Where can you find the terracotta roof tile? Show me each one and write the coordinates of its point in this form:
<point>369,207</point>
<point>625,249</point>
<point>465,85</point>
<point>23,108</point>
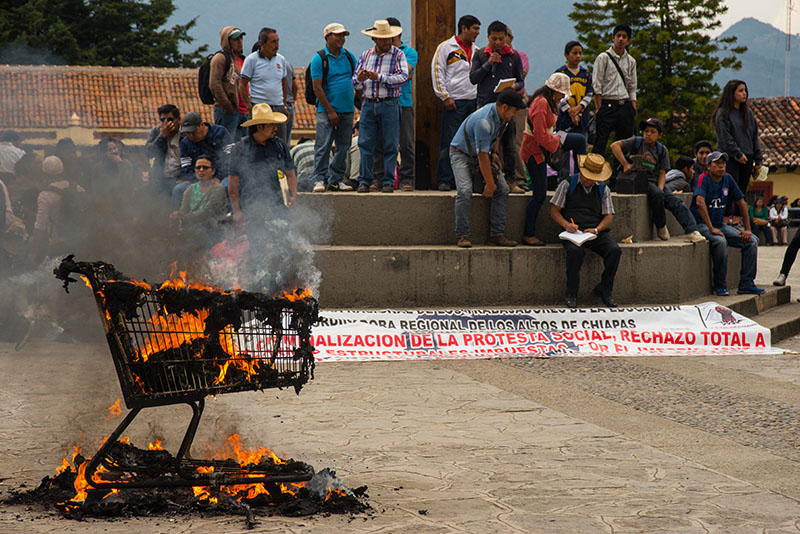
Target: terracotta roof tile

**What the task requires:** Output every line of the rows above as a JSON list of strings, one string per line, skipping blank lines and leaving out the pictures.

**Result of the task:**
[
  "Where can you find the terracotta roof tile? Show me each one and write the coordinates of its point in this form:",
  "<point>369,207</point>",
  "<point>625,249</point>",
  "<point>465,85</point>",
  "<point>23,108</point>",
  "Target: terracotta roof tile"
]